A pátria nunca estará em perigo

A pátria, enquanto soberania formal e ritual de Estado, nunca estará em perigo, mas as nações são coisas que nascem, crescem e morrem. Aliás, hoje, não passamos de mera subsecção de um armazém maior, onde tudo depende dos agentes da contabilidade e da segurança, nesta Europa e nesta república de uns portugueses crescentemente despolitizados, mas que tem de concorrer com outras entidades políticas onde, além de haver autonomia da sociedade civil, há também indivíduos autónomos que já se habituaram à edição e cumprimento das próprias normas que editam.  O sentido cívico da república não aguenta este vazio de futuro e esta falta de esperança que nos vai desmobilizando. Mas avizinha-se uma mais grave crise de confiança nas instituições públicas, fragmentadas que estão pelos pequenos interesses de campanário e negocismo, nestas trocas e baldrocas de corrupção e nepotismo, onde os ricos são cada vez menos e cada vez mais ricos e os pobres cada vez em maior número e cada vez mais pobres. Vale-nos o céu azul e o sol a rodos esta suave sombra dos pinhais, em tempo de canícula, bem como apetecerem longos passeios à beira mar.

Dados fornecidos —
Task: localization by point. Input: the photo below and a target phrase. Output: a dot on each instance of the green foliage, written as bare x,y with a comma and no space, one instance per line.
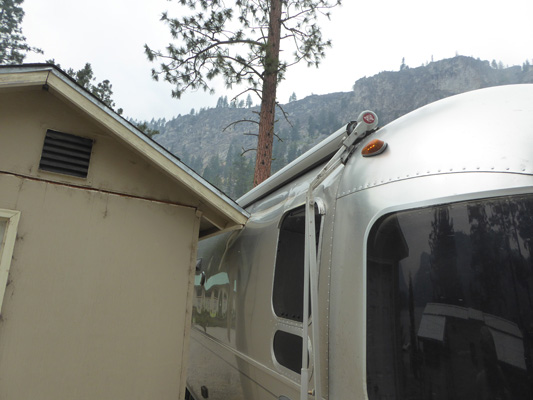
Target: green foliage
13,46
231,42
85,78
143,126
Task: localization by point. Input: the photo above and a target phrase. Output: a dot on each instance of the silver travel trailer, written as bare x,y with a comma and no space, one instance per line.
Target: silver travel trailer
390,263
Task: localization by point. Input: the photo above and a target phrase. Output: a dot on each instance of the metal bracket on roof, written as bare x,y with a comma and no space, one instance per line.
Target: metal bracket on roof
366,123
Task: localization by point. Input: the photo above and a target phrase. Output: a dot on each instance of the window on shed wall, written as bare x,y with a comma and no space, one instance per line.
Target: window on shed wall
8,232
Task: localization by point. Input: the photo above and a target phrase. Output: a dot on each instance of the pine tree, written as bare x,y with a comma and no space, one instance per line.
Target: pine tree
250,54
13,46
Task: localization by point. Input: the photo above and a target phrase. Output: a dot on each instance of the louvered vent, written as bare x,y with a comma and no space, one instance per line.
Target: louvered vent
66,154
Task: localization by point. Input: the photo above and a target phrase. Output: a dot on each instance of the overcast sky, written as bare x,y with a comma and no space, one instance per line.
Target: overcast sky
368,37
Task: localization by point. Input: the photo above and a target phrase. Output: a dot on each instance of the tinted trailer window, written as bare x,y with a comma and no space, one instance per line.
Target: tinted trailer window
450,302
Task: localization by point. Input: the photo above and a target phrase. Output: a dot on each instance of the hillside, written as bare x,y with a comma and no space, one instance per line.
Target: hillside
203,143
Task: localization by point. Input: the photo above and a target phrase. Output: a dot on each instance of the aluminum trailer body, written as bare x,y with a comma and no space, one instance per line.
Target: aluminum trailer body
423,286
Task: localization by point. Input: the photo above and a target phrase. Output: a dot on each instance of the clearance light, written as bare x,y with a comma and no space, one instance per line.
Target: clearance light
373,148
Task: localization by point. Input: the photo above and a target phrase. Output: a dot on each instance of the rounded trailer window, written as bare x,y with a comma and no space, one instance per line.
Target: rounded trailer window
450,302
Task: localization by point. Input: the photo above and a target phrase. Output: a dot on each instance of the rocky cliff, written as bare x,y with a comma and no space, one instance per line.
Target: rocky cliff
208,142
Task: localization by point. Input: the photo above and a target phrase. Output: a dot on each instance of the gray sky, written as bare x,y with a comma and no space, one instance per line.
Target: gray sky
368,37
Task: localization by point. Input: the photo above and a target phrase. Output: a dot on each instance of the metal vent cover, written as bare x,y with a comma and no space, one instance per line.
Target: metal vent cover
66,154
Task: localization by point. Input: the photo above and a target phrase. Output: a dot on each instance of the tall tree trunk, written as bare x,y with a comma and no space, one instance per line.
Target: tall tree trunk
268,102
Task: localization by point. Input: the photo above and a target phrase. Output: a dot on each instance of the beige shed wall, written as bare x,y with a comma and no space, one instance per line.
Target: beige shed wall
94,307
26,115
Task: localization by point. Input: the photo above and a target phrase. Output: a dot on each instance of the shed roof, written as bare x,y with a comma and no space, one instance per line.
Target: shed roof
219,212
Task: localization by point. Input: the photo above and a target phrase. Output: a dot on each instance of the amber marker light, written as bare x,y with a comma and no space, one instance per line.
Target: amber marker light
373,148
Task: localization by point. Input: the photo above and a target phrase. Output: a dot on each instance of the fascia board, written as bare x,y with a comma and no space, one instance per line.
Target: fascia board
216,207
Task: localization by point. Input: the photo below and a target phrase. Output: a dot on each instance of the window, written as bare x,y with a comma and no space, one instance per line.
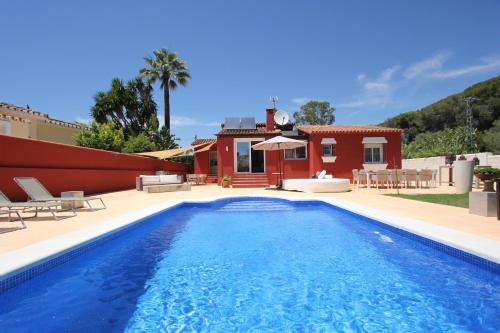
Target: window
329,150
373,153
5,127
295,154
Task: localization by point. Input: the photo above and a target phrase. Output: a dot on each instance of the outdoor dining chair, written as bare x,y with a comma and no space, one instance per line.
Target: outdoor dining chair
411,175
381,177
425,175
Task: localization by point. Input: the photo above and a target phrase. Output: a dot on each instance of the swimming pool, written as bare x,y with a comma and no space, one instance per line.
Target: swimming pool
257,264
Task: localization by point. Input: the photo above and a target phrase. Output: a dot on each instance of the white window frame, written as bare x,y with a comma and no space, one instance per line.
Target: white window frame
295,154
235,151
371,146
333,150
5,127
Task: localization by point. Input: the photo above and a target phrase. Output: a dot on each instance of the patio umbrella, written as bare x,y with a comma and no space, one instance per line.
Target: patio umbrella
278,143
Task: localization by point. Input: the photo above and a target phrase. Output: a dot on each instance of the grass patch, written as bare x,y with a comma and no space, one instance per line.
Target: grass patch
457,200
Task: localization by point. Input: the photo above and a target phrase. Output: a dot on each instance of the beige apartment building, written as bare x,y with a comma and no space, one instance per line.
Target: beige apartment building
27,123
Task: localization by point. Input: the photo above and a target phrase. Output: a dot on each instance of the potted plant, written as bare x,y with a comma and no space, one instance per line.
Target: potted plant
225,181
487,175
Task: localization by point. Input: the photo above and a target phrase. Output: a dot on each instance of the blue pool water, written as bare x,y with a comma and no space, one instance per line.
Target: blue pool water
260,265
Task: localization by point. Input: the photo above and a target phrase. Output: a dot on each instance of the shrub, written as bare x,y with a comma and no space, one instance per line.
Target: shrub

Exercício escrito — Transcreva o texto sobre a pátria na íntegra, sem alterar nada. As linhas não têm qualquer relação com o texto.

Resposta correta —
A pátria nunca estará em perigo

A pátria, enquanto soberania formal e ritual de Estado, nunca estará em perigo, mas as nações são coisas que nascem, crescem e morrem. Aliás, hoje, não passamos de mera subsecção de um armazém maior, onde tudo depende dos agentes da contabilidade e da segurança, nesta Europa e nesta república de uns portugueses crescentemente despolitizados, mas que tem de concorrer com outras entidades políticas onde, além de haver autonomia da sociedade civil, há também indivíduos autónomos que já se habituaram à edição e cumprimento das próprias normas que editam.  O sentido cívico da república não aguenta este vazio de futuro e esta falta de esperança que nos vai desmobilizando. Mas avizinha-se uma mais grave crise de confiança nas instituições públicas, fragmentadas que estão pelos pequenos interesses de campanário e negocismo, nestas trocas e baldrocas de corrupção e nepotismo, onde os ricos são cada vez menos e cada vez mais ricos e os pobres cada vez em maior número e cada vez mais pobres. Vale-nos o céu azul e o sol a rodos esta suave sombra dos pinhais, em tempo de canícula, bem como apetecerem longos passeios à beira mar.